▶ _YOUR OBJECTIVE_: Can you arrange every one of the entries below as a JSON list of strings, with one string for each line and blank lines left out?

▶ _RECORDS SUPPLIED_:
────────────────────

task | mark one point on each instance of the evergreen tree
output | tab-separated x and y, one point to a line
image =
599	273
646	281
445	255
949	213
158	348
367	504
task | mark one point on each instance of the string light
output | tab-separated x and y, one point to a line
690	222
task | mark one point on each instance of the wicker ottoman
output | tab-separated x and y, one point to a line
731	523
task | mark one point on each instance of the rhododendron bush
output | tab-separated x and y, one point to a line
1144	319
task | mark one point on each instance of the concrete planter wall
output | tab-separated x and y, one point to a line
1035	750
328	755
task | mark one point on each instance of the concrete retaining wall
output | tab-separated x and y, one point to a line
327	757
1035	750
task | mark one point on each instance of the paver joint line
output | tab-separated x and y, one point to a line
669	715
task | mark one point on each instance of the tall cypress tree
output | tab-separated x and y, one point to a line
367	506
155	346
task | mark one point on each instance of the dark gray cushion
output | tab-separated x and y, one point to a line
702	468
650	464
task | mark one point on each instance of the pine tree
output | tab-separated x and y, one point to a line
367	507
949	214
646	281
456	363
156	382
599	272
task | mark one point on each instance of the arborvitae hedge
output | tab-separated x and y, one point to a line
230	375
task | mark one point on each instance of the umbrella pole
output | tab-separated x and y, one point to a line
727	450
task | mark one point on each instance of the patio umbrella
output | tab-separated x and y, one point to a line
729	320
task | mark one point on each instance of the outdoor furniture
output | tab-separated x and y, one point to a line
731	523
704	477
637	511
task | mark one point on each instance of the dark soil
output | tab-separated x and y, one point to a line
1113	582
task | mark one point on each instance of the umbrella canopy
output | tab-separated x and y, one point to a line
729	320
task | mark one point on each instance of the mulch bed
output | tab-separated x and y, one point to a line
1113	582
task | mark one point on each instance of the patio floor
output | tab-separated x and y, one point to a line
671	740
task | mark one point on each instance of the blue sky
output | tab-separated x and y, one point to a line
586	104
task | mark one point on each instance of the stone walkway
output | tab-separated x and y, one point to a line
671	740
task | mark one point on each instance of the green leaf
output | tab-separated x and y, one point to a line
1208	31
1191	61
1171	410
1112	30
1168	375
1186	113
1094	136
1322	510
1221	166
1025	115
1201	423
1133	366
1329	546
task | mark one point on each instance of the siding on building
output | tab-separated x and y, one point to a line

────────────────────

▶ _RESULT OF THE TASK_:
[
  "task | mark one point on each instance of the evergreen tree",
  "output | tab-separated x and y, one point to a line",
  "image =",
  "599\t273",
  "646\t281",
  "445\t255",
  "949\t213",
  "158\t348",
  "367\t504",
  "task | mark one point on each instance of the string light",
  "output | tab-separated x and y, one point to a line",
  "690\t222",
  "task | mark one point on each instance of the wicker ottoman",
  "output | tab-separated x and y, one point to a line",
  "731\t523",
  "task | mark one point on each instance of the rhododendron bush",
  "output | tab-separated x and y, one point to a line",
  "1144\t319",
  "task | mark one point on each instance of the concrete planter wall",
  "output | tab-separated x and y, one point to a line",
  "1035\t750",
  "328\t755",
  "task | mark one point on each instance of the concrete retaining wall",
  "output | tab-separated x and y, one point to a line",
  "327\t757",
  "1035\t750",
  "task | mark one point on each instance of the paver joint line",
  "output | tab-separated x and y, one point to a line",
  "669\t715",
  "task | mark one point on each instance of the tall cypress tree",
  "output | tab-separated x and y, one point to a line",
  "367\t506",
  "155\t346",
  "task | mark one point on each instance of the dark gray cushion",
  "output | tab-separated x and y, one point to a line",
  "702\t468",
  "650\t464",
  "task | mark one point on each instance of the pine tree",
  "output | tab-separated x and y, one point to a line",
  "367\t507",
  "949\t214",
  "646\t281",
  "456\t363",
  "156\t382",
  "599\t272",
  "task | mark one point on each instance of the arborvitae hedge",
  "output | tab-separated x and y, one point to a line",
  "230\t375",
  "task | mark one point on each instance of the umbrella pole",
  "output | tab-separated x and y, one point to a line",
  "727\t450",
  "task | mark one point on each instance of the patio umbrella",
  "output | tab-separated x and y, one point to a line",
  "729\t320",
  "task | mark one point on each instance of the outdoor furniture",
  "output | tab-separated x and y, one point to a line",
  "731\t523",
  "704\t477",
  "637\t511",
  "task | mark one point on each instance of the dark soil",
  "output | tab-separated x and y, one point to a line",
  "1113\t582",
  "task | mark one point on each instance of the umbrella canopy",
  "output | tab-separated x and y, one point to a line",
  "729\t320",
  "task | mark one point on each instance of the mulch bed",
  "output | tab-separated x and y, one point to a line",
  "1113\t582",
  "task | mark one point on each instance of the patio floor",
  "output | tab-separated x and y, one point to a line",
  "671\t740",
  "task | mark one point on each instance of the blue sky",
  "output | tab-separated x and y, one point to a line",
  "586\t104",
  "task | mark one point on each instance of the stone walkway",
  "output | tab-separated x and y, one point to a line",
  "671\t740",
  "task | mark one point on each instance of the green leaf",
  "output | tab-separated x and y, one point to a line",
  "1208\t31",
  "1191\t61",
  "1171\t410",
  "1112\t30",
  "1168\t375",
  "1186\t113",
  "1094\t136",
  "1322\t510",
  "1221\t166",
  "1025\t115",
  "1201\t423",
  "1133\t366",
  "1329\t546",
  "task | mark one point on each instance of the siding on building",
  "output | tab-separated x and y, one point to a line"
]